→ Short problem: Show every line of the records below that contains the word "black".

Dataset records
================================
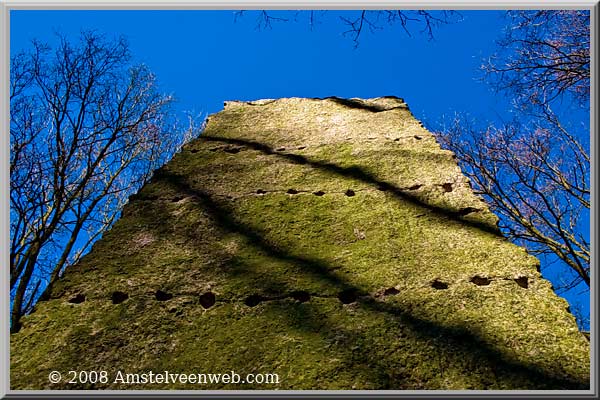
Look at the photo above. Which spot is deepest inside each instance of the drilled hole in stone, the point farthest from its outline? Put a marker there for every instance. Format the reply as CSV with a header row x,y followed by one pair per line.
x,y
77,299
447,187
301,296
347,296
208,299
467,210
480,280
118,297
522,281
437,284
253,300
232,150
390,291
162,296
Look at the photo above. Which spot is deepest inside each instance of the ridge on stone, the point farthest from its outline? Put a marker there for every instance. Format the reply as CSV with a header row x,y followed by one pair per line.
x,y
329,241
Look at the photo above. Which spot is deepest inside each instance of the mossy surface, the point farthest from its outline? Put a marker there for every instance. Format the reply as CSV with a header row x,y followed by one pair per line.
x,y
344,250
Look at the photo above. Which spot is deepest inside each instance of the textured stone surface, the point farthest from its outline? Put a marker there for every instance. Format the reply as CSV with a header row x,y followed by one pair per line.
x,y
331,242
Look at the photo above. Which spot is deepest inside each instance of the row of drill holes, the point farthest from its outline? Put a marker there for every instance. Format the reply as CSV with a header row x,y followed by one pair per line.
x,y
522,281
319,193
206,300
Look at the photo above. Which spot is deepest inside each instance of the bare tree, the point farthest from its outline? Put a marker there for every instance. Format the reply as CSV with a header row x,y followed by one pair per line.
x,y
534,171
87,129
372,20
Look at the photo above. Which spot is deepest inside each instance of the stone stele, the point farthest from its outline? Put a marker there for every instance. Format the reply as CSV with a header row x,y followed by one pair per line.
x,y
329,241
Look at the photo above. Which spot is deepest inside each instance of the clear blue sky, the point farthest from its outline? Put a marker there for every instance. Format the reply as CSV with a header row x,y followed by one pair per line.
x,y
206,57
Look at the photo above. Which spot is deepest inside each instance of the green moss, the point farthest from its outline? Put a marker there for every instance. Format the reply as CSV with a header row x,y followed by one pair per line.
x,y
326,199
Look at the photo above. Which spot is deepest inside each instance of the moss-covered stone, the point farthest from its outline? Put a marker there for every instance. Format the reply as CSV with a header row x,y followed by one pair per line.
x,y
331,242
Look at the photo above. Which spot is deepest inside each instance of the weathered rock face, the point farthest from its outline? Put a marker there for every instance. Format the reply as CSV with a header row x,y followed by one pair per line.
x,y
331,242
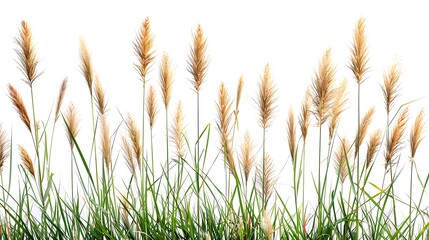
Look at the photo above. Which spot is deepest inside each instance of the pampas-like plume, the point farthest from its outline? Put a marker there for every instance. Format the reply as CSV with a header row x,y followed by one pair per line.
x,y
247,159
395,141
143,49
178,130
291,134
323,88
166,79
338,107
4,145
391,87
106,143
128,155
223,106
304,117
266,98
27,54
134,136
266,179
151,106
359,59
416,136
342,160
198,62
86,65
373,145
61,94
238,98
364,125
19,105
100,97
73,124
26,159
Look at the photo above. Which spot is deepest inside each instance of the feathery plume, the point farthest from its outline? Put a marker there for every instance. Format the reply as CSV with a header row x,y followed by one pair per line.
x,y
4,145
178,130
342,159
359,58
143,49
247,159
86,64
151,106
198,62
134,135
338,107
166,79
27,54
223,106
391,87
237,99
291,134
395,141
323,88
19,105
266,98
416,133
364,125
304,118
26,159
60,99
73,124
373,145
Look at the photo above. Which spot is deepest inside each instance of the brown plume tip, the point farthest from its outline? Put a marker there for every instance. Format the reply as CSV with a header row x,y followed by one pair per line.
x,y
143,49
198,62
20,108
266,98
27,54
359,50
26,159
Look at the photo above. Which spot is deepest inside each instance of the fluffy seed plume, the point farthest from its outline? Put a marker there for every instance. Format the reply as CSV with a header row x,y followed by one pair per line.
x,y
224,106
266,179
73,124
166,79
291,134
100,97
4,145
359,50
20,108
27,54
342,159
266,98
178,130
416,136
151,106
338,107
135,139
395,141
143,49
198,62
60,99
373,145
26,159
323,88
304,117
391,87
247,159
237,99
364,125
106,143
86,64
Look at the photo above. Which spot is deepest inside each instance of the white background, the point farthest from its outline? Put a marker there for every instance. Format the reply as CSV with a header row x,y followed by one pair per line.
x,y
242,37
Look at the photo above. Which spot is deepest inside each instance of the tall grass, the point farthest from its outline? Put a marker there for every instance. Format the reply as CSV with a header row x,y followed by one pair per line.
x,y
183,199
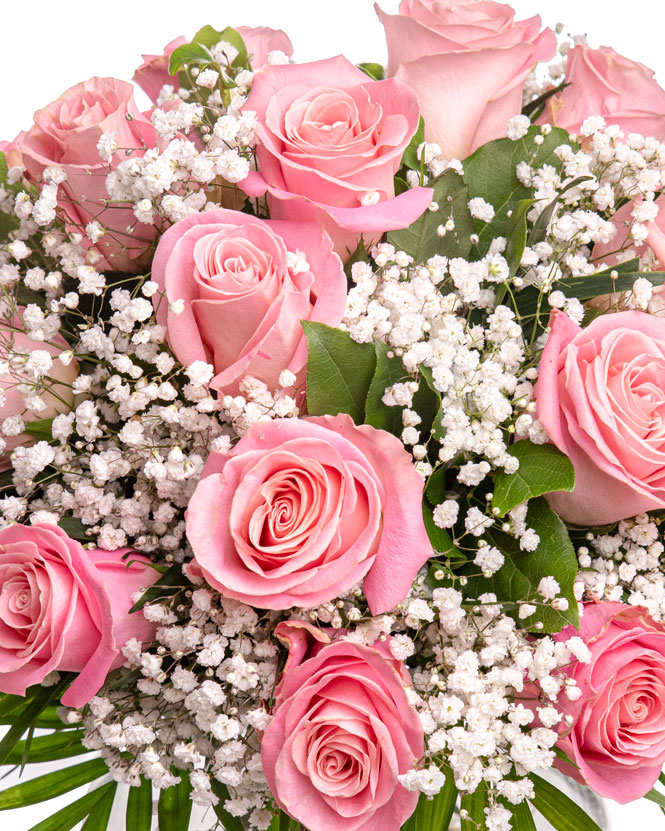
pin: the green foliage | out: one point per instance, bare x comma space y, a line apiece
138, 816
174, 808
389, 370
522, 571
421, 240
171, 582
67, 817
52, 784
542, 469
339, 372
560, 811
372, 70
434, 814
490, 173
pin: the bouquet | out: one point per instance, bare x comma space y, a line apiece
333, 433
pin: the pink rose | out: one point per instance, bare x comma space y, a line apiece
330, 141
601, 399
153, 73
342, 732
617, 735
65, 135
64, 608
467, 62
302, 510
55, 391
602, 82
245, 292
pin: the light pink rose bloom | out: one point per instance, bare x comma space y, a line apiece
467, 62
56, 393
601, 400
153, 73
302, 510
65, 135
602, 82
67, 609
244, 294
330, 141
342, 732
617, 738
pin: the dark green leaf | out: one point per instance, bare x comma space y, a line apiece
516, 235
657, 797
74, 528
40, 430
339, 372
475, 804
59, 745
522, 571
542, 469
372, 70
172, 579
23, 719
209, 37
175, 807
558, 809
52, 784
71, 814
229, 822
186, 54
434, 814
98, 819
522, 817
139, 807
389, 371
491, 174
421, 240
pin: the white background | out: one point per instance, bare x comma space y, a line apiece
48, 46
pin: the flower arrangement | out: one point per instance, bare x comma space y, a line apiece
333, 433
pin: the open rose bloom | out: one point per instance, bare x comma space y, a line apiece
332, 428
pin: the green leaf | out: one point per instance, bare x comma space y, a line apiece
522, 817
28, 716
410, 158
421, 240
657, 797
40, 430
172, 579
475, 804
186, 54
491, 174
60, 745
229, 822
175, 807
389, 371
543, 469
74, 528
522, 571
516, 235
67, 817
52, 784
98, 819
373, 70
558, 809
138, 816
339, 372
434, 814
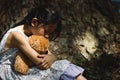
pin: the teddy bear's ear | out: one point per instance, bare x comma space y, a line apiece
39, 43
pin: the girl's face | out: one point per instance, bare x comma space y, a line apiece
44, 30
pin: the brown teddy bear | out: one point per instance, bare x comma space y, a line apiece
22, 62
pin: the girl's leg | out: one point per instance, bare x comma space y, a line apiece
80, 77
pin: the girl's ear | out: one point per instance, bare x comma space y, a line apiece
34, 22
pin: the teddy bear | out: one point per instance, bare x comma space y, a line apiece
22, 63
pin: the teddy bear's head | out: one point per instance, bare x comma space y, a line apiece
39, 43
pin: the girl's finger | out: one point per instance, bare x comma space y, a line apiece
41, 56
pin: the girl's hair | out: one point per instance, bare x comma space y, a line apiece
45, 15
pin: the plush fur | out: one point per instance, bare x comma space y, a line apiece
22, 62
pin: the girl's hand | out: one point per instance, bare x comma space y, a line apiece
47, 61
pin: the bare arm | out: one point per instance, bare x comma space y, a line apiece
22, 43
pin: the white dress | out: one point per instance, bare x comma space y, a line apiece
6, 64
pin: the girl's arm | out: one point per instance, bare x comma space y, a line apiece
22, 43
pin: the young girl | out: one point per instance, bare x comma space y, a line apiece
40, 21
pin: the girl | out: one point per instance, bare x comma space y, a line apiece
40, 21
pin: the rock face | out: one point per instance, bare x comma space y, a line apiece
90, 31
88, 26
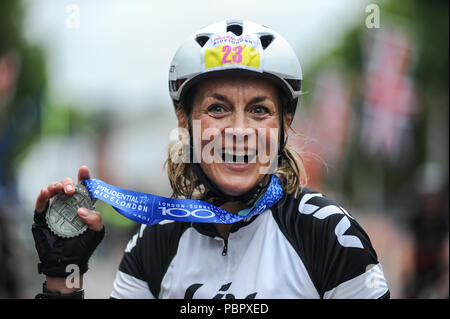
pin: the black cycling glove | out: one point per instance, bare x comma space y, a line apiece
56, 253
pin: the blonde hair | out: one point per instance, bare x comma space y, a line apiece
185, 184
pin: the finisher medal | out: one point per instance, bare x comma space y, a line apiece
62, 217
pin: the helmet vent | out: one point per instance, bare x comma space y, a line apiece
295, 84
202, 39
235, 28
266, 40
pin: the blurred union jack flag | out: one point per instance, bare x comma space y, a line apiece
389, 96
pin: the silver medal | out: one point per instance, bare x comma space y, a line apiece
62, 217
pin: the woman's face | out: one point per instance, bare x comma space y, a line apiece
239, 120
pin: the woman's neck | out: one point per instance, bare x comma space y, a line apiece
232, 207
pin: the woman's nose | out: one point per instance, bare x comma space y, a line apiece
239, 132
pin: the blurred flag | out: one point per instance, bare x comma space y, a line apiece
388, 104
326, 127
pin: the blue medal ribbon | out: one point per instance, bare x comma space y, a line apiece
151, 209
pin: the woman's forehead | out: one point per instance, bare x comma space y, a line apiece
237, 85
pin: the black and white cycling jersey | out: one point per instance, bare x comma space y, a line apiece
305, 247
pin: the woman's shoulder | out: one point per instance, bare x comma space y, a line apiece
331, 243
313, 216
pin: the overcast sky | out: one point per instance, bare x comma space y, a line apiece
118, 52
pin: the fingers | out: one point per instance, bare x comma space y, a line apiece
46, 194
83, 173
65, 185
41, 201
92, 218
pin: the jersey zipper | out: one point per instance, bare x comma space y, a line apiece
225, 247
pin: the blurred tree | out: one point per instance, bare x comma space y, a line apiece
22, 81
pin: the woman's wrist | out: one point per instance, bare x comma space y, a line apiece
64, 285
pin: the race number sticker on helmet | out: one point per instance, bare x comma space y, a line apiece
231, 51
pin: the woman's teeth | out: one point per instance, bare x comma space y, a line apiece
241, 157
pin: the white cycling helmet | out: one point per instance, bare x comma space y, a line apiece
236, 46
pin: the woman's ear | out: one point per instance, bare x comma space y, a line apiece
287, 123
183, 119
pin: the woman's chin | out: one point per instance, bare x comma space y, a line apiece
236, 179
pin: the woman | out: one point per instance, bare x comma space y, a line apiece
235, 87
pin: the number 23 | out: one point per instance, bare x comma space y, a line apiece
237, 56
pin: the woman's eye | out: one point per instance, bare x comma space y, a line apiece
260, 110
216, 109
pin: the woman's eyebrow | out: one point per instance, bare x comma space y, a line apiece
220, 97
257, 99
223, 98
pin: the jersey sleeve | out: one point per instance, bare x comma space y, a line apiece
130, 282
335, 249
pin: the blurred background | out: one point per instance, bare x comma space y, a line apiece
85, 83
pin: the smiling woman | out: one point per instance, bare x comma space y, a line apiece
235, 86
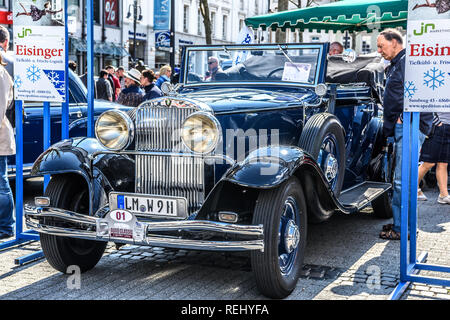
================================
→ Exercise output:
pin: the black cycling glove | out: one point per instance, bare x comma space y, a line apiece
pin: the black and white cycling jersey | out: one point per instance, bare x comma space y, a line apiece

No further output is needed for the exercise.